• **PROBLEM DETAILS**: Nothing but the line with "Pretty please, detect the gloved" and the lines after it, through the end of the records below, is to be repeated, exactly as it is.

Stored items from a collection
------------------------

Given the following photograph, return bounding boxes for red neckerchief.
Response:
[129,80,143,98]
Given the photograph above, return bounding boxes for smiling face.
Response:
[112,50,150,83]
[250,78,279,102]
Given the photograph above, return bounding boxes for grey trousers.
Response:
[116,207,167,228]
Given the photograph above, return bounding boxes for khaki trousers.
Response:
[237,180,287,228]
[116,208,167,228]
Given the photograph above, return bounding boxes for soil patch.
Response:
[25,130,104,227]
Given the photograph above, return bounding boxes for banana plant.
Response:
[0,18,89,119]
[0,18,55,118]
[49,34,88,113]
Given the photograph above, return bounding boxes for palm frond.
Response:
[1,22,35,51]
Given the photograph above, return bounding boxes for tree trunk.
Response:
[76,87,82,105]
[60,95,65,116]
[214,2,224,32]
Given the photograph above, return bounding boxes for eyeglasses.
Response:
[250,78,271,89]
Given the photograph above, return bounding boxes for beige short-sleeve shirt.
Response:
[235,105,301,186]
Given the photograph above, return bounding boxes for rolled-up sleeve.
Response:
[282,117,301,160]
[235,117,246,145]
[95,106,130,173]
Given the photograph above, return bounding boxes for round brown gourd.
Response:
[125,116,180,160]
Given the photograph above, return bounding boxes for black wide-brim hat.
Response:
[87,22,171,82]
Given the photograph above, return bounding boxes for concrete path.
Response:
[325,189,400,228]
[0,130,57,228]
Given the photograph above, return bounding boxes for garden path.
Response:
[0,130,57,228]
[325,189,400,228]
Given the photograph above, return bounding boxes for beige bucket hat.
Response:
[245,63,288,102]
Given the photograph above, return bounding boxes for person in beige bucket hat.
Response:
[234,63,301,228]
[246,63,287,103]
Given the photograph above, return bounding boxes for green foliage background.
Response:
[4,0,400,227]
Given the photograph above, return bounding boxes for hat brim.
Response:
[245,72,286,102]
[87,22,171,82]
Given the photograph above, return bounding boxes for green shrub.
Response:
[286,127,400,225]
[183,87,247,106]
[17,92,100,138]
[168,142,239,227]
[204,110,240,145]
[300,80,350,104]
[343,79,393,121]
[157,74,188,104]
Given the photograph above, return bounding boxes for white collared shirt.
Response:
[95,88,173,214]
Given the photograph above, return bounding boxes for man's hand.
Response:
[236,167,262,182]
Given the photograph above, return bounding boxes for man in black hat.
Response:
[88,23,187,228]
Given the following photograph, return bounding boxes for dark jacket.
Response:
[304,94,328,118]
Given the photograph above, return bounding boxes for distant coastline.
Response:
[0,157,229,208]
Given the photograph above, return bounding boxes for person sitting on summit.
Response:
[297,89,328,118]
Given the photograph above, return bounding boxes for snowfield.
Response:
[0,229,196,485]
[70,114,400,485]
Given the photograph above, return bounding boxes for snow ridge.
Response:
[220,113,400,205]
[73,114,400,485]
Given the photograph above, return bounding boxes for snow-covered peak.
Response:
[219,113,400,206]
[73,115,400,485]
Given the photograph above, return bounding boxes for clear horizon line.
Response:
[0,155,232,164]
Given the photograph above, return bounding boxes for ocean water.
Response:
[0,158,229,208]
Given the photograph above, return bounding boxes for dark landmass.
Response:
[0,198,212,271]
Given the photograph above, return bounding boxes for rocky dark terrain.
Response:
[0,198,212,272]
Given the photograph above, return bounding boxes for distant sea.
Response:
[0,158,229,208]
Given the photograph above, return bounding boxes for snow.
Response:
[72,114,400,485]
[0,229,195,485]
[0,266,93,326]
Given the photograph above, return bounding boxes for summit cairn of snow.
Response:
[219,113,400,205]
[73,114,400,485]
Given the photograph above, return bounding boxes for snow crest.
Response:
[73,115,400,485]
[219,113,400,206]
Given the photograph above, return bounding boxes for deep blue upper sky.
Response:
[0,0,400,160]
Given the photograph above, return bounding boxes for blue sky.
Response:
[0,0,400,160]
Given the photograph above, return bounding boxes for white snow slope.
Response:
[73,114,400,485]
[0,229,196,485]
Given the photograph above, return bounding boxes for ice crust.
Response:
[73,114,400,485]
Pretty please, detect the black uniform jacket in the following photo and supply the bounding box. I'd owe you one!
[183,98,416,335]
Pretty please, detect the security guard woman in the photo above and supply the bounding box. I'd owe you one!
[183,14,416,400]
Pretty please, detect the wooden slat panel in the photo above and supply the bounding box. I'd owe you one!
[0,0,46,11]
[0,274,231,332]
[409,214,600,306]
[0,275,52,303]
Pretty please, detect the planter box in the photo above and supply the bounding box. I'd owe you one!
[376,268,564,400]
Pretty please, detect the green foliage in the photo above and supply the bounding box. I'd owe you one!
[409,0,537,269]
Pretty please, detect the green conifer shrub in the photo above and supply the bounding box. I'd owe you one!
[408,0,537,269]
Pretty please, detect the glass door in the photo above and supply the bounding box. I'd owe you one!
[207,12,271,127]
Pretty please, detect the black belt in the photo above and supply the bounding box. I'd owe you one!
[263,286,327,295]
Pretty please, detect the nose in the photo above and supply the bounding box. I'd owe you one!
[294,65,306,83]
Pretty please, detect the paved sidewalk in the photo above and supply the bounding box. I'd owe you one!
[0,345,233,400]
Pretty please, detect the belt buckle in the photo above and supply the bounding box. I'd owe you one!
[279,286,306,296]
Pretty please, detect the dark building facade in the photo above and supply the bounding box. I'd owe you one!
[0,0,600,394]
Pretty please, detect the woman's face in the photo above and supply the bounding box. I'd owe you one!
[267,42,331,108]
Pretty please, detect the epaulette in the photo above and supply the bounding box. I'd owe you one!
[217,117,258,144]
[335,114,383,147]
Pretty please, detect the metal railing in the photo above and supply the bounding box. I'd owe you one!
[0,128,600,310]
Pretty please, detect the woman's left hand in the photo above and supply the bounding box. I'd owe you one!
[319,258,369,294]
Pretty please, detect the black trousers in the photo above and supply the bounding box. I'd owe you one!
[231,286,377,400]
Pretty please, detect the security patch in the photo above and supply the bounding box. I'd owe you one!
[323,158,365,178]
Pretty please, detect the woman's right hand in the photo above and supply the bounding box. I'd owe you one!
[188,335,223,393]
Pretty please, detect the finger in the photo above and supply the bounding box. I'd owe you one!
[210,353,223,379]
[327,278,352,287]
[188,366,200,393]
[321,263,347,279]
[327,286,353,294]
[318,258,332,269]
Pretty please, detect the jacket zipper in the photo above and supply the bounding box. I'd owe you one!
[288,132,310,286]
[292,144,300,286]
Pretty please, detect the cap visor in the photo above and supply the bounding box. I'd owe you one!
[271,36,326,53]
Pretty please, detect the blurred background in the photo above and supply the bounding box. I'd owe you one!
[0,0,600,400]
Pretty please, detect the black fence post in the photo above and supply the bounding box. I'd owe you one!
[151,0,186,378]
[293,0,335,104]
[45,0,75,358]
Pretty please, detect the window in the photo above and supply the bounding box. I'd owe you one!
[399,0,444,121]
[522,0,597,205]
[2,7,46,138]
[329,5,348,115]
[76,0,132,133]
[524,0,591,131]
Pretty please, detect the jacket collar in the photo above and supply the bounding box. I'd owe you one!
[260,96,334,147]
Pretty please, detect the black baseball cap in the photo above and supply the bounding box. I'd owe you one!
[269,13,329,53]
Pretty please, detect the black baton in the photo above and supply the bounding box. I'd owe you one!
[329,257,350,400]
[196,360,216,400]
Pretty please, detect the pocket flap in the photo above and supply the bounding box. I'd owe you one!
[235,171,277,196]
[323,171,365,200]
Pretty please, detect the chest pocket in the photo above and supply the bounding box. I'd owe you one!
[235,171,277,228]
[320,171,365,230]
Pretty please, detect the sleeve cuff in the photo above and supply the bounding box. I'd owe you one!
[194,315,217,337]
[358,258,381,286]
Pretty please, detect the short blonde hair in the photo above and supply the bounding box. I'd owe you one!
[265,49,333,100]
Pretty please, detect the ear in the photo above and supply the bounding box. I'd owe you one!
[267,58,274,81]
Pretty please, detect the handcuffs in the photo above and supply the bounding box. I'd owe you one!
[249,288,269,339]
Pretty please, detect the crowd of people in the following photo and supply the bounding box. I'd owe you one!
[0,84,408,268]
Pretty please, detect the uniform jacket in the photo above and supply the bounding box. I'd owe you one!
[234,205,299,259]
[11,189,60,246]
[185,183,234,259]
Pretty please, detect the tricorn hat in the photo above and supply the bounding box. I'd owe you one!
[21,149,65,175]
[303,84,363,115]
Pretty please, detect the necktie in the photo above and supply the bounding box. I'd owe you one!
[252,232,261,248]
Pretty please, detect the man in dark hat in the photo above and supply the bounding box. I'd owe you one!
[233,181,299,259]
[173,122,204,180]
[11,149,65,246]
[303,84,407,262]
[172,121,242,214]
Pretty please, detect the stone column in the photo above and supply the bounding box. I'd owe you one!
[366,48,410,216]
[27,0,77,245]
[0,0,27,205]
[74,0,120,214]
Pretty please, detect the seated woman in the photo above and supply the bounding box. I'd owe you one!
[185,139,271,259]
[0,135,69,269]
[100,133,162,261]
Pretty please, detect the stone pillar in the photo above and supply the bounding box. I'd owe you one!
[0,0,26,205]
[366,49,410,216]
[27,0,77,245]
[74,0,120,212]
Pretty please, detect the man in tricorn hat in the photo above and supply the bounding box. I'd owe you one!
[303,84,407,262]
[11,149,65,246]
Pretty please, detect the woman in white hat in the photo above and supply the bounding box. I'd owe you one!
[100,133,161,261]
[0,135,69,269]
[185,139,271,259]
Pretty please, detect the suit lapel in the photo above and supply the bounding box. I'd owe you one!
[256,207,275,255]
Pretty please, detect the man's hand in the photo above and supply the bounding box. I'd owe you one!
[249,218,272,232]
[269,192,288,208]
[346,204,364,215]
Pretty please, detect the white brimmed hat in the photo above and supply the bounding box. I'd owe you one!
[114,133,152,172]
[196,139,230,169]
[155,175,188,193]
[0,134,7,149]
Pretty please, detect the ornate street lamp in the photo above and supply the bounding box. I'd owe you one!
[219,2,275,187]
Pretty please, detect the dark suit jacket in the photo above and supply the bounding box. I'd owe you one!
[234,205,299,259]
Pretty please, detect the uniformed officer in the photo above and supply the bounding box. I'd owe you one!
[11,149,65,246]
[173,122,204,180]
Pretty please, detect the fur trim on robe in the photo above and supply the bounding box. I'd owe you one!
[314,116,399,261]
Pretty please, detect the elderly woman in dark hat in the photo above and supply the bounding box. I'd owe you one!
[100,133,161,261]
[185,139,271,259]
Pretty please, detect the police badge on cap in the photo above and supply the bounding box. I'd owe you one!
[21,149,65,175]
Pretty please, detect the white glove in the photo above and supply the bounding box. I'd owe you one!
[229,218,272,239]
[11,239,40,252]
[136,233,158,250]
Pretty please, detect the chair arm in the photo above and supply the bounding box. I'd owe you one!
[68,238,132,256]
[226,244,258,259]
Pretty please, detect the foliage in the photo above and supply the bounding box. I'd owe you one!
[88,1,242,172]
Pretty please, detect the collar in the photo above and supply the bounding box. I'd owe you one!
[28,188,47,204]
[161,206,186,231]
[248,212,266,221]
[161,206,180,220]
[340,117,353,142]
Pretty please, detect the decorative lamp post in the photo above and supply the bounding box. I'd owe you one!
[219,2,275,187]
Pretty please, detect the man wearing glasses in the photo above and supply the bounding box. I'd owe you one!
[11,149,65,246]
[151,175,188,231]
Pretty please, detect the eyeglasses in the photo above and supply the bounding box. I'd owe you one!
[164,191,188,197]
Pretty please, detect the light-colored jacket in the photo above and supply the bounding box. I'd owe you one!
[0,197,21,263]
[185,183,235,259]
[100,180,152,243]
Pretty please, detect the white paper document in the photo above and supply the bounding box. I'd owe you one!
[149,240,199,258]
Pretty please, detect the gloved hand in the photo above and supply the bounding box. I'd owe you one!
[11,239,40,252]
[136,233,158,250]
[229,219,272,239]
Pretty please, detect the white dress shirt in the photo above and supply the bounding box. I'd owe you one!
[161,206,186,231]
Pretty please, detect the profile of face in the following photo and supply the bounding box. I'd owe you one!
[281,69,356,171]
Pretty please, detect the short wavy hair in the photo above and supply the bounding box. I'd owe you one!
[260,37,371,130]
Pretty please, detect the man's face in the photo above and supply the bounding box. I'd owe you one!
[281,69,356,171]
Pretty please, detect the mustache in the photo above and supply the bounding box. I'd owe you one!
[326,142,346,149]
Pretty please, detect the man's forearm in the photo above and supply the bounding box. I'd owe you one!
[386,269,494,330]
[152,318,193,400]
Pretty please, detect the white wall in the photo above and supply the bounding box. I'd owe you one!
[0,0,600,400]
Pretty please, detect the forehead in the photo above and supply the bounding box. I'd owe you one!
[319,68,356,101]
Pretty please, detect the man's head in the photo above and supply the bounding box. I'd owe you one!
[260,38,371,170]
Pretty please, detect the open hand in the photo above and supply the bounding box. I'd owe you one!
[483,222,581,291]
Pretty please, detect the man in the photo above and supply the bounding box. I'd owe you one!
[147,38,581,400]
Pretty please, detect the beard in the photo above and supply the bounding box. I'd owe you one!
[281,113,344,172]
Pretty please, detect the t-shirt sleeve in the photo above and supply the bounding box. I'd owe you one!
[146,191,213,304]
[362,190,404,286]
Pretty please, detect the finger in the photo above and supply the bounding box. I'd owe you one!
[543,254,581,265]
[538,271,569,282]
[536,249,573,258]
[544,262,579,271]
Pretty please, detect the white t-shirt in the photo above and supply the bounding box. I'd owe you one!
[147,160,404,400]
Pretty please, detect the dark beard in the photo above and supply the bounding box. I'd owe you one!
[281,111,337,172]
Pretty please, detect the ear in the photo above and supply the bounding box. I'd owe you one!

------------------------

• **THE ANSWER**:
Pretty please, detect the gloved hand in the photo above and supply the bounding box. I'd owe you one!
[11,239,40,252]
[136,233,158,250]
[229,219,272,239]
Pretty please, detect the white dress shirt in the photo above and supply the bounding box. I'd owe you one!
[161,206,186,231]
Pretty please, detect the profile of face in the following photo and supply the bounding box. I'd owe you one!
[281,69,356,171]
Pretty please, detect the short wavy hair in the photo above and supply the bounding box. I'd owe you one!
[260,37,371,130]
Pretty please, detect the man's face in the photo above and supply the bounding box. I'd owe you one!
[281,69,356,171]
Pretty please, detect the mustache in the photo above and supply the bounding box. I'd owe you one!
[326,142,346,149]
Pretty please, detect the man's forearm in the photo above and supply the bounding box. I'd owe you one!
[386,269,494,330]
[152,318,193,400]
Pretty please, detect the white wall in the photo above and supply the bounding box. I'd owe you one!
[0,0,600,400]
Pretty please, detect the forehead in the photo above and supply the bounding box. I'd owe you one!
[319,68,356,101]
Pretty please, detect the man's head in the photo above and supply the bounding box. I'd owe you one!
[260,38,371,170]
Pretty please, detect the open hand in the photo above and supply the bounding box. I'd owe you one!
[483,222,581,291]
Pretty please, detect the man in the photo above and supply the bounding box. I'd owe you one!
[147,38,581,400]
Pretty please, detect the beard in the photo above and supply the bounding box. I'd owe you one!
[281,113,344,172]
Pretty please, detect the t-shirt sleeve in the photo above and supply the bounding box. I'd owe you one!
[146,191,213,304]
[362,190,404,286]
Pretty please, detect the finger in the photo above and supply the bounding box. I'd owe you one!
[543,254,581,265]
[538,271,569,282]
[536,249,573,258]
[544,262,579,271]
Pretty please, detect the white t-shirt in the photo above and supply the bounding box. I'd owe you one!
[147,160,404,400]
Pretty please, detect the dark beard in the photo above and supply the bounding box. I'd owe you one!
[281,111,337,172]
Pretty please, detect the ear in the photo above and supply the bounding box. I'd owe you one!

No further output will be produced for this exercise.